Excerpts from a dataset

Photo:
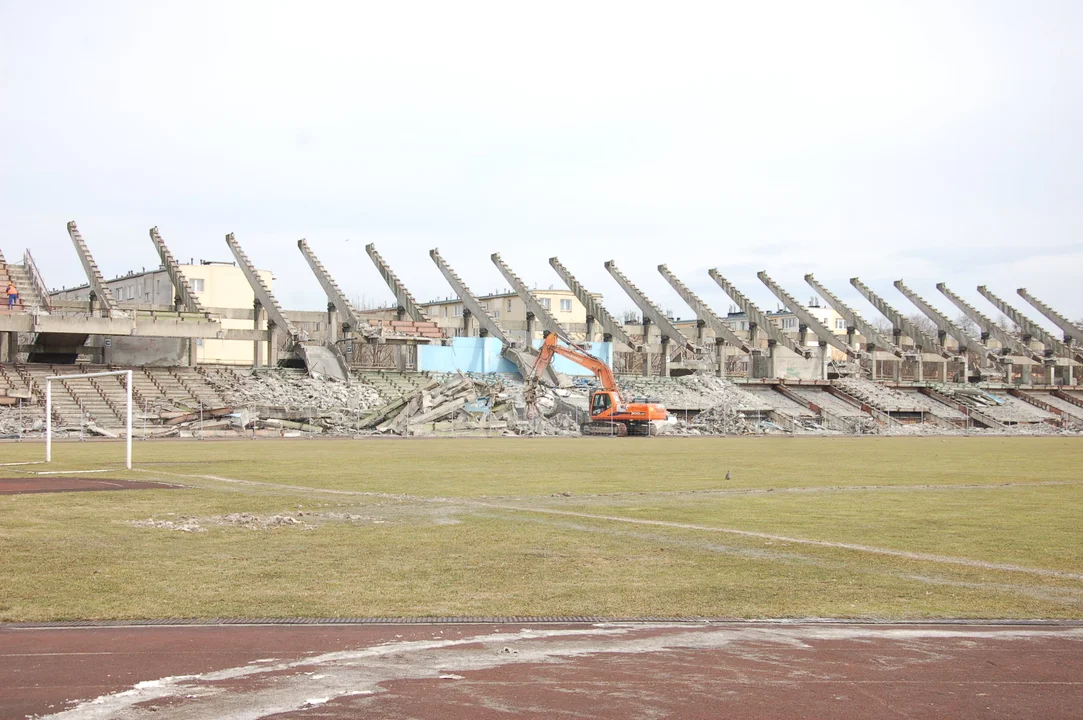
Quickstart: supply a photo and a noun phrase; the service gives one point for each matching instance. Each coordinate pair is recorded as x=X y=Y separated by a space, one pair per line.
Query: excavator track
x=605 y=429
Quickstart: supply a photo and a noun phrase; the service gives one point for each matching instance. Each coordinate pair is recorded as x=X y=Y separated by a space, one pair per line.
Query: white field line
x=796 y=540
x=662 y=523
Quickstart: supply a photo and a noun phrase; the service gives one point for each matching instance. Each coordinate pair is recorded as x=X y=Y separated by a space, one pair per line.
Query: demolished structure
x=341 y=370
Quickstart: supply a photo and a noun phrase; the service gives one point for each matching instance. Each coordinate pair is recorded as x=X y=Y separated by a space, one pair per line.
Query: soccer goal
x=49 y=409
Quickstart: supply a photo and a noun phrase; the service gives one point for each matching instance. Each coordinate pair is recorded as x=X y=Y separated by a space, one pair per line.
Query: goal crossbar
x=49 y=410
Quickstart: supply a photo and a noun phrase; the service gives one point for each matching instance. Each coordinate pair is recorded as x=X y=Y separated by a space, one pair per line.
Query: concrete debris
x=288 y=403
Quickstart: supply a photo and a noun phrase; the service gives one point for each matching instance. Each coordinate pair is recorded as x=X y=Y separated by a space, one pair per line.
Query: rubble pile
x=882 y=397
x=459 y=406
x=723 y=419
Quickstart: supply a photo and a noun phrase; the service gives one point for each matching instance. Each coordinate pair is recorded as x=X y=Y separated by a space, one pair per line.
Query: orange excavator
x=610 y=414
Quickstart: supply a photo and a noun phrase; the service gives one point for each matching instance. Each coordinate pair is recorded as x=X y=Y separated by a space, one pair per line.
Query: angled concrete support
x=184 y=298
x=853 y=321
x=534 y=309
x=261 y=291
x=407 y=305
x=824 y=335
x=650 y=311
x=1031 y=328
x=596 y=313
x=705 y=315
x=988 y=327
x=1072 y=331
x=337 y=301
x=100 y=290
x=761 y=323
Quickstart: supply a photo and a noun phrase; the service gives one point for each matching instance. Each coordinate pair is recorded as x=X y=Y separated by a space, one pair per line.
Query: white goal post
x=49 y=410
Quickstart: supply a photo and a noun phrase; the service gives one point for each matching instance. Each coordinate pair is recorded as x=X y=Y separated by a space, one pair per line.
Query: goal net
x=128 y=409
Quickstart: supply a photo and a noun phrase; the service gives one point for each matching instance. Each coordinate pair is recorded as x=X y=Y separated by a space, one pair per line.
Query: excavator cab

...

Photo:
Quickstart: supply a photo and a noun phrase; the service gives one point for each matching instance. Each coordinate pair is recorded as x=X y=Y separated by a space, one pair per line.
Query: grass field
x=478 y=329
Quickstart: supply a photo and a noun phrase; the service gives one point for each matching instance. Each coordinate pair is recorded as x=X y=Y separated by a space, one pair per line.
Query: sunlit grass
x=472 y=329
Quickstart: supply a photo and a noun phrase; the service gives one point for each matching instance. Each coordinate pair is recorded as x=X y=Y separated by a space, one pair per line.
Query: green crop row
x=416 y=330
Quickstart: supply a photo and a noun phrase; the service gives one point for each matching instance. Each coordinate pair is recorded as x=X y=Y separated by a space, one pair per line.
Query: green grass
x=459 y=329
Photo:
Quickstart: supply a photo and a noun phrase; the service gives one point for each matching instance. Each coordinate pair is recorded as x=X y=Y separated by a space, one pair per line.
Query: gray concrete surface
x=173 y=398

==

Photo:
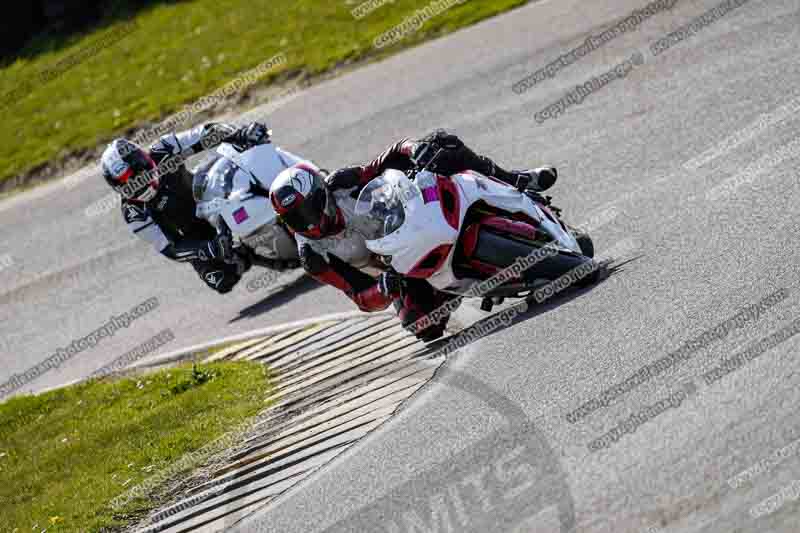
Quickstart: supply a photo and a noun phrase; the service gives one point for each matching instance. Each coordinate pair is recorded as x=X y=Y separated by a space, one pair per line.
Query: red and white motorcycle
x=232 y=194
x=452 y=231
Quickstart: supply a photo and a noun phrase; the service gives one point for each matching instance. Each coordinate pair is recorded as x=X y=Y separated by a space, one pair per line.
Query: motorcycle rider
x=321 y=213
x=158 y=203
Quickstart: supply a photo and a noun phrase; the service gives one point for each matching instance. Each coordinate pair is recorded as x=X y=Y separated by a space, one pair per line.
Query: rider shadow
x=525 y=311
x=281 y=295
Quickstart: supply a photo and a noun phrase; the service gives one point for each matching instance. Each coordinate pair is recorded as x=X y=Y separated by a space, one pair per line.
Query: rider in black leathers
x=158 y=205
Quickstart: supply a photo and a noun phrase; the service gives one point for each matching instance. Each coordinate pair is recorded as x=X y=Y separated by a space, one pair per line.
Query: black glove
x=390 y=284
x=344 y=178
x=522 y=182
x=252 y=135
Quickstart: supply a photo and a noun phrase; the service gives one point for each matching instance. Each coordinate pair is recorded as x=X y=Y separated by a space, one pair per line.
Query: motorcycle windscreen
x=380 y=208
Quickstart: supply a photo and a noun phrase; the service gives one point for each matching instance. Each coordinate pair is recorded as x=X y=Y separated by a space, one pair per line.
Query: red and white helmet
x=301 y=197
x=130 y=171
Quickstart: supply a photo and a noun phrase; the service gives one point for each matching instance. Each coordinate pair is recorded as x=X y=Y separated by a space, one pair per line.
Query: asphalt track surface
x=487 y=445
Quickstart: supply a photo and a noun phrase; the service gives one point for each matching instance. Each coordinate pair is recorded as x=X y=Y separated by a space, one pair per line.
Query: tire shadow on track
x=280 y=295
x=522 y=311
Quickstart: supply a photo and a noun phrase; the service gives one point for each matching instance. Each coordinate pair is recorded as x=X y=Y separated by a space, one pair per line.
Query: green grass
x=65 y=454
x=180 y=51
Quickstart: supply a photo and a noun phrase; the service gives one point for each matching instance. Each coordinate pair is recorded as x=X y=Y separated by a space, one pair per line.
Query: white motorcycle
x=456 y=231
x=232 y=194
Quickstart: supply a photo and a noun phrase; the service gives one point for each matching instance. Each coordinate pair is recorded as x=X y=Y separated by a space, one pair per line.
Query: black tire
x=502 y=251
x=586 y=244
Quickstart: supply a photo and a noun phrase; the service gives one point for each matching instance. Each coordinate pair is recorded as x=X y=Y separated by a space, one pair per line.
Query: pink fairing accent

**Task item**
With the line holding "Query: black glove" as the first and the line holding "Query: pink fairing accent" as the last, set down that range of the entries above exactly, and nothing else.

**Response for this exercise**
Query: black glove
x=390 y=284
x=344 y=178
x=522 y=182
x=252 y=135
Quickstart: supply a photo and a noun phrase; the service gives one point for each matching instance. Each coordinate pair is recorded as x=X y=Y separated by a space, one pair per line.
Query: motorcycle windscreen
x=380 y=208
Quickstart: supply a photo and a noun phrase; the service gives one point for each matching instance. Each coordinate pair is recorded as x=X y=Y separated by a space, one pair per line.
Query: red and white helmet
x=301 y=197
x=130 y=171
Quickstart: supply a photo and a noun phrase; the service gives one point for each matching instance. Each coordinate pair is recorded as x=X y=Y separated by a space, one pair per line.
Query: asphalt track surface
x=487 y=445
Quickstart: supply a photo and a noun phrase; the service gives one point for each matching instance. Each coordinate pair is recorded as x=X y=Y separated by a space, one pair per line.
Query: tire shadow on track
x=280 y=295
x=522 y=311
Quickstart: supply a photo and a noun phrase; the service gives one point for each matching instance. Each coordinate pair is recorded as x=X y=Y separated by a space, one pair per line.
Query: green grass
x=65 y=454
x=180 y=51
Quickstart: supply a photo and a noun phrase; the service gives one point for each matching instance. Each coordinate pair is recorded as x=X y=Y separated by a space, one pair per line.
Query: white motorcycle
x=456 y=231
x=232 y=194
Quickstart: supply a photo and a noun phrase; the service gives one point for each matching instance. Each coordinate pair is recorded as x=X y=Y separated by a space, one pair per line.
Query: black tire
x=502 y=251
x=586 y=244
Quickstart: supply a photo and a noun phrase; the service gives one point for each matching instance. Each coordinate pair is recorded as x=X y=Y separated by a space, one pair per line.
Query: pink fairing accent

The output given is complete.